Format the entries below as a JSON list of strings, one string per line and with blank lines omitted, starting with the line that contains "[det] burlap cloth" and continuing through the line that contains "[0,0,81,48]", both inclusive. Include only those lines.
** Begin Entries provided **
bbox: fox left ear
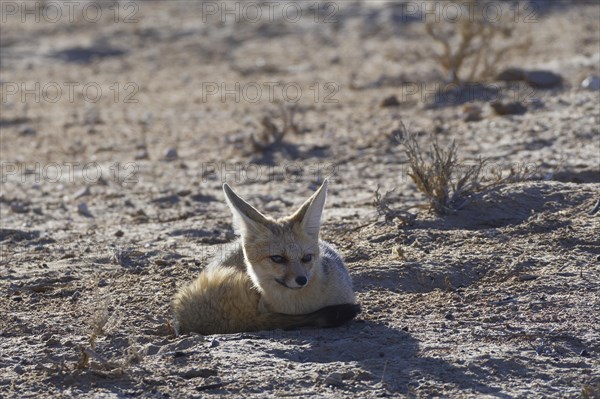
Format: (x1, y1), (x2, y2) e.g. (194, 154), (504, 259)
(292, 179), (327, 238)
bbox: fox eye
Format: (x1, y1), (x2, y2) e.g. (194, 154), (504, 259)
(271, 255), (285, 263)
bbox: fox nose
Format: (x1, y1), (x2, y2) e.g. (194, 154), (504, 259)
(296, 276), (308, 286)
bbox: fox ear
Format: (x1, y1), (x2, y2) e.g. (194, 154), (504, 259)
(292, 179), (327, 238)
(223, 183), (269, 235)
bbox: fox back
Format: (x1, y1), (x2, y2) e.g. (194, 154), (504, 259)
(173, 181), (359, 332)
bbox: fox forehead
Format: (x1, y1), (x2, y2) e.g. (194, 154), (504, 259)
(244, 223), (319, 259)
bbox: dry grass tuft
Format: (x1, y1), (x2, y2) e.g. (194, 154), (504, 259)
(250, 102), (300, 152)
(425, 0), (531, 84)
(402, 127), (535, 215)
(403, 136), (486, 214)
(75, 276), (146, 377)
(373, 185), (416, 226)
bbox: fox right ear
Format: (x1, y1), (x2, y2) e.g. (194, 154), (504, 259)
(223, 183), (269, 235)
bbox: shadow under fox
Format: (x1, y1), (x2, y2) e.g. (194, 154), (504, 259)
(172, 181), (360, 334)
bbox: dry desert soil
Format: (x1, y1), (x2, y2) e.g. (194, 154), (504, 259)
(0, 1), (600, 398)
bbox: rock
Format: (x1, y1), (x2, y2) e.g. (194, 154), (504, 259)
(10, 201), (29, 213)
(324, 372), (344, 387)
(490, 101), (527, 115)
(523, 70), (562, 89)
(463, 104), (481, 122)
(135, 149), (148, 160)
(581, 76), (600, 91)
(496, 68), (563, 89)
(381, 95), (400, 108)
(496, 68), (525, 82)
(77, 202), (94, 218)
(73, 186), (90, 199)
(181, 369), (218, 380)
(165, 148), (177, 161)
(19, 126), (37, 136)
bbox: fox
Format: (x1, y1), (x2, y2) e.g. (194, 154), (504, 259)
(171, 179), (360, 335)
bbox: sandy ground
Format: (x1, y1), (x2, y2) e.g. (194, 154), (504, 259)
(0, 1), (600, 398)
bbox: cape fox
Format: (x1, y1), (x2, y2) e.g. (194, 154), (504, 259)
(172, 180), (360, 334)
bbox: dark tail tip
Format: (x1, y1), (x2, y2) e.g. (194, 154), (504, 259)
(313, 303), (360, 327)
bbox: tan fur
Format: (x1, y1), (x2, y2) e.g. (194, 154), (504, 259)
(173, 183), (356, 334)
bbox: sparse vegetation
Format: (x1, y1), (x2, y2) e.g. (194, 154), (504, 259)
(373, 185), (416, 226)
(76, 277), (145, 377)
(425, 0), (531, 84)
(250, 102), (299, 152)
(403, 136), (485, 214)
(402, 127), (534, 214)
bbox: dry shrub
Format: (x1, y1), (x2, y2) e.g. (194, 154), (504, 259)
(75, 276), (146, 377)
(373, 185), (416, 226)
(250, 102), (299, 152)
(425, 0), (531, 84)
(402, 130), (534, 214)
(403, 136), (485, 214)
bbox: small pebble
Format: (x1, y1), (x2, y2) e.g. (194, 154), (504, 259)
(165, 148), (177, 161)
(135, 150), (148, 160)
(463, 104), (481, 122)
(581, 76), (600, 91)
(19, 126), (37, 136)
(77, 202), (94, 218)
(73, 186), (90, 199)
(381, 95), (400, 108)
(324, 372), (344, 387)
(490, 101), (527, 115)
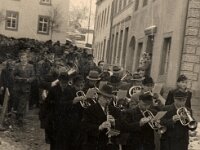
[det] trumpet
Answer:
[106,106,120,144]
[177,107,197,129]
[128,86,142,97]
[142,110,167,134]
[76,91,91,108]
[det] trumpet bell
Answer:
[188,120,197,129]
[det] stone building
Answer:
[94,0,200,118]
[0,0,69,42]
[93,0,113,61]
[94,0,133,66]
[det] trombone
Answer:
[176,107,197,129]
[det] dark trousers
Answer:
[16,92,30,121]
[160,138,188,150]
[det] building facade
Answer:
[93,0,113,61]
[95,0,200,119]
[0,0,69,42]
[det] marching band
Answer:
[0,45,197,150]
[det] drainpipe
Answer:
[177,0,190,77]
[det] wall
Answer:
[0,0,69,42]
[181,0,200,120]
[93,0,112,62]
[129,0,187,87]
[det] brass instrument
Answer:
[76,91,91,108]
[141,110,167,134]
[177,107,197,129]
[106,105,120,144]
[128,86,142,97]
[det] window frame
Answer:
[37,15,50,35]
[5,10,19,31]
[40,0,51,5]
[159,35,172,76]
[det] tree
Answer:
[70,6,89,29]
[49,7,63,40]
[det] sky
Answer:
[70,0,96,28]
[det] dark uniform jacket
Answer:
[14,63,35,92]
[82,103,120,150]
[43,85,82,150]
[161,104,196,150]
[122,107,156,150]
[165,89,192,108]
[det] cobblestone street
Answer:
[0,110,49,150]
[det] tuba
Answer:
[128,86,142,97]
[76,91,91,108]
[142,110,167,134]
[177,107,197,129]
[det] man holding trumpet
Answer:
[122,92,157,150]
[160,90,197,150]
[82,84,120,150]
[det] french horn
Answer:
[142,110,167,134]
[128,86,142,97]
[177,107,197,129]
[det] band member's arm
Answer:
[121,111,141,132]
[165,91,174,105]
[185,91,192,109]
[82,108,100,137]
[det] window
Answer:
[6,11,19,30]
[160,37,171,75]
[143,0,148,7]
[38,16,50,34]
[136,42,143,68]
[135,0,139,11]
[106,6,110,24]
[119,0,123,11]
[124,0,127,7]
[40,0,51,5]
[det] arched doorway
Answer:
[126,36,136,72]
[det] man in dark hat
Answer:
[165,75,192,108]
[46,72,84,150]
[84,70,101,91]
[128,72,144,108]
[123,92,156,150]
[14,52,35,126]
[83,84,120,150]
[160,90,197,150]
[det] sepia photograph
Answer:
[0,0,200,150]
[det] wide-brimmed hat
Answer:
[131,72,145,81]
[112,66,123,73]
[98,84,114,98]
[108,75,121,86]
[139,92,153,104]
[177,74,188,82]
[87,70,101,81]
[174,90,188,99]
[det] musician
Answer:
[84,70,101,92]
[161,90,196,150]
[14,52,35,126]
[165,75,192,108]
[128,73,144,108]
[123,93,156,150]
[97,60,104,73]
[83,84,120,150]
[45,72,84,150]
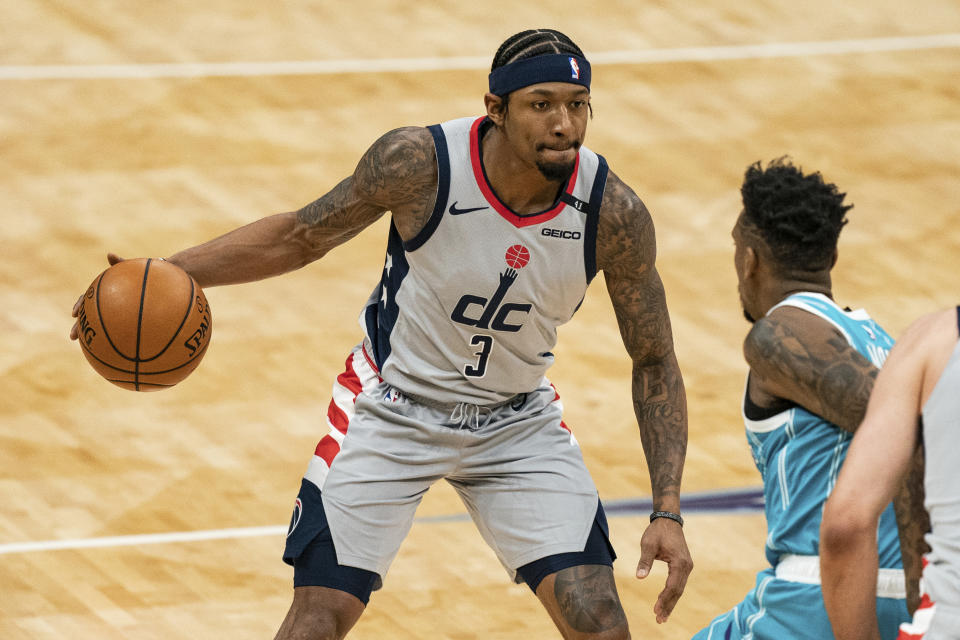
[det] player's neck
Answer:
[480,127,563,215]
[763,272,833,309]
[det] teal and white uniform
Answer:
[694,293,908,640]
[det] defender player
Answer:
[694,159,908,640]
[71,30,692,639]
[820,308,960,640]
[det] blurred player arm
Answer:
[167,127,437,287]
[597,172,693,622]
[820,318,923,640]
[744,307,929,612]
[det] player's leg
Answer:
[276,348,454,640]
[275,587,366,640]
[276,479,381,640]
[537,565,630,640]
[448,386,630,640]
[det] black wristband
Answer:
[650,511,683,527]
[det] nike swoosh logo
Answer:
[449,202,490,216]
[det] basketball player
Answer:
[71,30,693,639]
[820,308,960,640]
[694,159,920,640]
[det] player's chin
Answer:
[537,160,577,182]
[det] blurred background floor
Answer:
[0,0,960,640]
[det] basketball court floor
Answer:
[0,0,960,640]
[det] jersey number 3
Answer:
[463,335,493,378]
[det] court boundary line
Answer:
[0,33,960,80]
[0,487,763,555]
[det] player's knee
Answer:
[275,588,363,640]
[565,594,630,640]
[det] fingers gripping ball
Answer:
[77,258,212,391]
** End Entries provided **
** Begin Entries provided **
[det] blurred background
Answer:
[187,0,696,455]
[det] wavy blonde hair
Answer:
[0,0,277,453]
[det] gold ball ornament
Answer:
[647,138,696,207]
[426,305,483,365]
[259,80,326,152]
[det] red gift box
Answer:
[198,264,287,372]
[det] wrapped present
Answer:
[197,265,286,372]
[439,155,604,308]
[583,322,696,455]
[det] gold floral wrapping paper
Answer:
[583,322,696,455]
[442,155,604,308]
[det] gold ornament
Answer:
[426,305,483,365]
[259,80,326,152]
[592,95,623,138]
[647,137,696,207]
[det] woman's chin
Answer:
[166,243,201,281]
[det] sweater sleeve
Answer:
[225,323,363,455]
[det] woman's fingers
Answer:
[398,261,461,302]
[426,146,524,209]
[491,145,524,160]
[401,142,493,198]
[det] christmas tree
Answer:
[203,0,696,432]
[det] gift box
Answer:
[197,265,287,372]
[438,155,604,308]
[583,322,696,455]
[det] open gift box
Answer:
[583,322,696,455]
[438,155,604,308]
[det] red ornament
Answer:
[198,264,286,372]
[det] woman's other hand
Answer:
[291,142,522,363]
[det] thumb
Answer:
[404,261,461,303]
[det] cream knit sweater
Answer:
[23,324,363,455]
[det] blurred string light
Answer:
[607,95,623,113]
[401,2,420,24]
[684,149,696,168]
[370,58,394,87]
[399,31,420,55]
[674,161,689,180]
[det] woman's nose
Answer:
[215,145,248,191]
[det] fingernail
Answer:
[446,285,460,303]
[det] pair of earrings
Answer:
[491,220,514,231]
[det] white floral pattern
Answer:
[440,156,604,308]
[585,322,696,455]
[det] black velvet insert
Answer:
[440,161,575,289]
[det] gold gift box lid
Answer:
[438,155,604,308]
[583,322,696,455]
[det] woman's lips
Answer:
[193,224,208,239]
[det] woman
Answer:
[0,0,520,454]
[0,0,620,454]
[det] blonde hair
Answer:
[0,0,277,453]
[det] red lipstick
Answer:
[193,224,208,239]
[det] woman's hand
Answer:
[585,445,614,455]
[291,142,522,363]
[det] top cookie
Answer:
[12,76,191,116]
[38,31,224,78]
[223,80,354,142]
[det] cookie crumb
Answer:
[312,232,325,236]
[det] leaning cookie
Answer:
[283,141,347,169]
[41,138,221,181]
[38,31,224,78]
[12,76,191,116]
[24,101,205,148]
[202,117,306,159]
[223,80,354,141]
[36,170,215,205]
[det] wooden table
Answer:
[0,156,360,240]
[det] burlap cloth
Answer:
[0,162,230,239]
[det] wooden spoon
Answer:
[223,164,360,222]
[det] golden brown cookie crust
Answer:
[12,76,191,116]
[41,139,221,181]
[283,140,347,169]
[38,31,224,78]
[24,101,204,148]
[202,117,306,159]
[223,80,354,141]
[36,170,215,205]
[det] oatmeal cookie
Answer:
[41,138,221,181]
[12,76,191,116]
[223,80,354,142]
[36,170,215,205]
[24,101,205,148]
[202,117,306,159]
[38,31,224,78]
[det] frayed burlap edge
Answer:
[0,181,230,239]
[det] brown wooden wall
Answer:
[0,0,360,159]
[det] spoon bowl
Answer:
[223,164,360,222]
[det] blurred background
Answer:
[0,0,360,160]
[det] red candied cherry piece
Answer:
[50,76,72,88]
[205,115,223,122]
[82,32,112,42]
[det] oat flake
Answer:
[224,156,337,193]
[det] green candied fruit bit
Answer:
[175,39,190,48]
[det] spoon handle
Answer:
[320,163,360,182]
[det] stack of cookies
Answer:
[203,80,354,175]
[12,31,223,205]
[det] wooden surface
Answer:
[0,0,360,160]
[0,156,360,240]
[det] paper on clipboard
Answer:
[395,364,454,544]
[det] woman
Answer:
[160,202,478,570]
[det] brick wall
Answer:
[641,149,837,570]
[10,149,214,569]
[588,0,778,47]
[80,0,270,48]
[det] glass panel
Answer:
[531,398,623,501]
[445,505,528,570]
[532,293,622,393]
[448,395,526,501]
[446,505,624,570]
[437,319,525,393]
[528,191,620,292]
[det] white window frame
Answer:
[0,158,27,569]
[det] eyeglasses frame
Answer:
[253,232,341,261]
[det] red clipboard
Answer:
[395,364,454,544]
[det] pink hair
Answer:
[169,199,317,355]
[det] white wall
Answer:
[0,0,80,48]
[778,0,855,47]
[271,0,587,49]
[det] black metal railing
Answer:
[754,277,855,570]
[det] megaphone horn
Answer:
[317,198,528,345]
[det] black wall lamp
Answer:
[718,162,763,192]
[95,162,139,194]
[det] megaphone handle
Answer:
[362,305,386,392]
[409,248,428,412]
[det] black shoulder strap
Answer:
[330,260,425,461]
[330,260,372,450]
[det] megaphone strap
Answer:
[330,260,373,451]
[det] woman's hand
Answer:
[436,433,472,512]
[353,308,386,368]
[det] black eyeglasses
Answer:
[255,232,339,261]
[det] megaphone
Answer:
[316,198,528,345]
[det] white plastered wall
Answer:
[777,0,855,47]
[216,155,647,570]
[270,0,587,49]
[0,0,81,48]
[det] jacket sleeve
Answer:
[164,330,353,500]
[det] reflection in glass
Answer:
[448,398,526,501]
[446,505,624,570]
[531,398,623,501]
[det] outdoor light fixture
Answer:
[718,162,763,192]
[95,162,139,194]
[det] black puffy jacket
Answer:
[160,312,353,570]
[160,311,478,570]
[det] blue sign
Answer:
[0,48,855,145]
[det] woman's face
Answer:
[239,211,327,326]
** End Entries provided **
** Begin Entries provided **
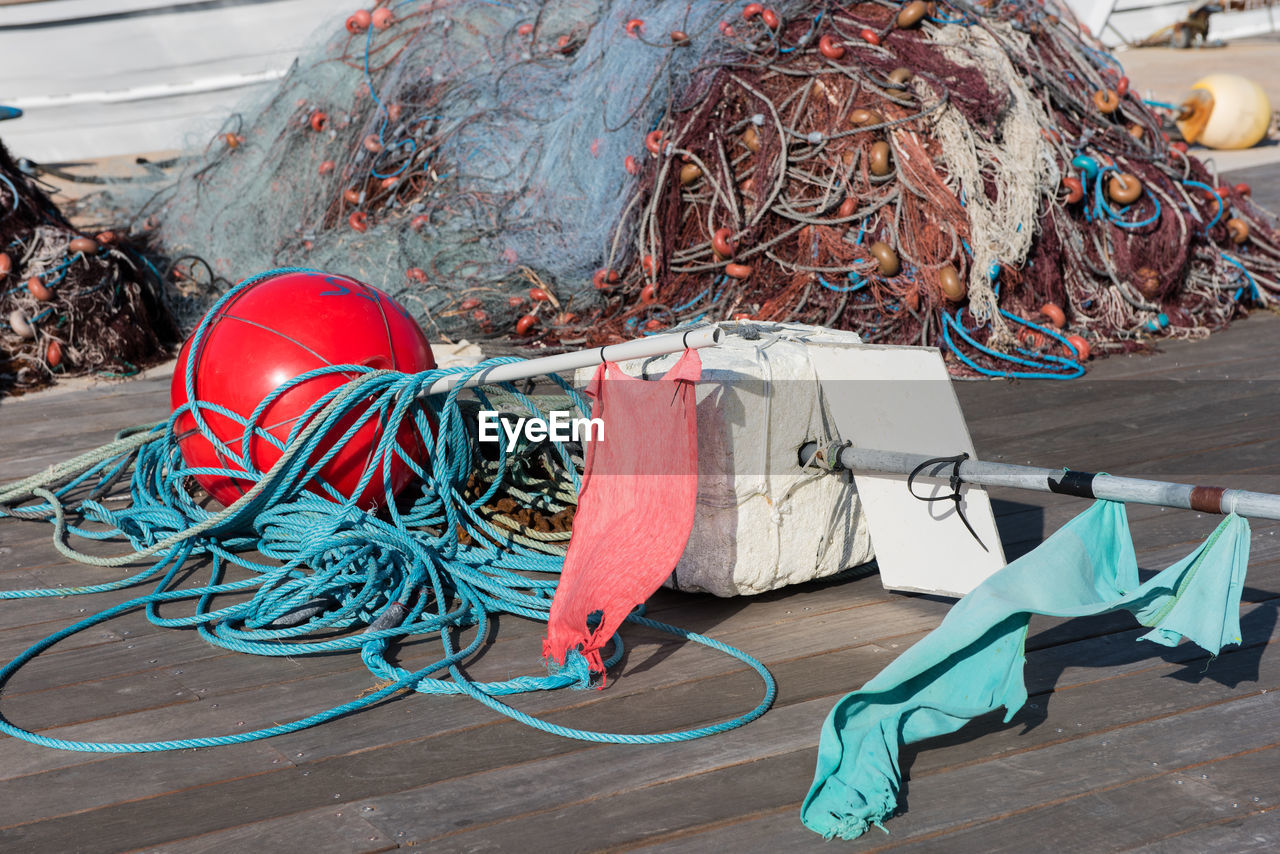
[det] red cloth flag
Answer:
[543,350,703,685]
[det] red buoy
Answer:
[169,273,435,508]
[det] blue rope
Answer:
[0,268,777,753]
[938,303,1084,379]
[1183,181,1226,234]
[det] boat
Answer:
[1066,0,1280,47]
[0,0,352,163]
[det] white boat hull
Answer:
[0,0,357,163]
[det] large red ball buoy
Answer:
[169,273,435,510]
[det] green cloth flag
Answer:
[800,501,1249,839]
** End Entries provided **
### Complete answer:
[
  "[det] burlap cloth",
  "Answer:",
  "[0,162,230,239]",
  "[det] wooden spoon",
  "Answer:",
  "[223,164,360,222]",
  "[det] golden brown cookie crust",
  "Answer:",
  "[12,76,191,116]",
  "[41,139,221,181]",
  "[283,140,347,169]",
  "[38,31,224,78]",
  "[24,101,204,148]",
  "[202,117,306,159]",
  "[223,80,354,141]",
  "[36,170,215,205]",
  "[det] oatmeal cookie",
  "Answer:",
  "[41,138,221,181]",
  "[12,76,191,116]",
  "[223,80,354,142]",
  "[36,170,215,205]",
  "[24,101,205,148]",
  "[202,117,306,159]",
  "[38,31,224,78]",
  "[det] frayed burlap edge",
  "Answer:",
  "[0,181,230,239]",
  "[det] brown wooden wall",
  "Answer:",
  "[0,0,360,159]",
  "[det] spoon bowl",
  "Answer:",
  "[223,164,360,222]",
  "[det] blurred background",
  "Answer:",
  "[0,0,360,160]",
  "[det] red candied cherry piece",
  "Answer:",
  "[50,76,72,88]",
  "[205,115,223,122]",
  "[82,32,112,42]",
  "[det] oat flake",
  "Answer:",
  "[224,156,337,193]",
  "[det] green candied fruit bit",
  "Answer:",
  "[175,39,190,48]",
  "[det] spoon handle",
  "Answer:",
  "[320,163,360,182]",
  "[det] stack of cookies",
  "Answer:",
  "[203,80,354,175]",
  "[12,31,223,205]",
  "[det] wooden surface",
  "Answer:",
  "[0,0,360,160]",
  "[0,156,360,240]",
  "[det] paper on clipboard",
  "Answer:",
  "[395,364,454,544]",
  "[det] woman",
  "Answer:",
  "[160,202,478,570]",
  "[det] brick wall",
  "Answer:",
  "[641,149,837,570]",
  "[10,149,214,569]",
  "[588,0,778,47]",
  "[80,0,270,48]",
  "[det] glass panel",
  "Answer:",
  "[531,398,623,501]",
  "[445,505,528,570]",
  "[532,293,622,393]",
  "[448,395,526,501]",
  "[446,505,624,570]",
  "[437,319,525,393]",
  "[528,191,620,292]",
  "[det] white window frame",
  "Answer:",
  "[0,158,27,569]",
  "[det] eyeglasses frame",
  "Answer:",
  "[253,232,341,261]",
  "[det] red clipboard",
  "Answer:",
  "[395,364,454,544]",
  "[det] pink hair",
  "Answer:",
  "[169,199,317,355]",
  "[det] white wall",
  "Answer:",
  "[0,0,80,48]",
  "[778,0,855,47]",
  "[271,0,587,49]",
  "[det] black metal railing",
  "Answer:",
  "[754,277,855,570]",
  "[det] megaphone horn",
  "Answer:",
  "[317,198,528,345]",
  "[det] black wall lamp",
  "Answer:",
  "[718,162,763,192]",
  "[95,162,139,194]",
  "[det] megaphone handle",
  "Answer:",
  "[362,305,386,392]",
  "[409,248,428,412]",
  "[det] black shoulder strap",
  "Answer:",
  "[330,260,425,461]",
  "[330,260,372,450]",
  "[det] megaphone strap",
  "Answer:",
  "[330,260,373,451]",
  "[det] woman's hand",
  "Answer:",
  "[436,433,472,512]",
  "[353,308,386,368]",
  "[det] black eyeglasses",
  "Answer:",
  "[255,232,339,261]",
  "[det] megaphone",
  "Answer:",
  "[316,198,528,345]",
  "[det] white plastered wall",
  "Answer:",
  "[777,0,855,47]",
  "[216,155,647,570]",
  "[270,0,587,49]",
  "[0,0,81,48]"
]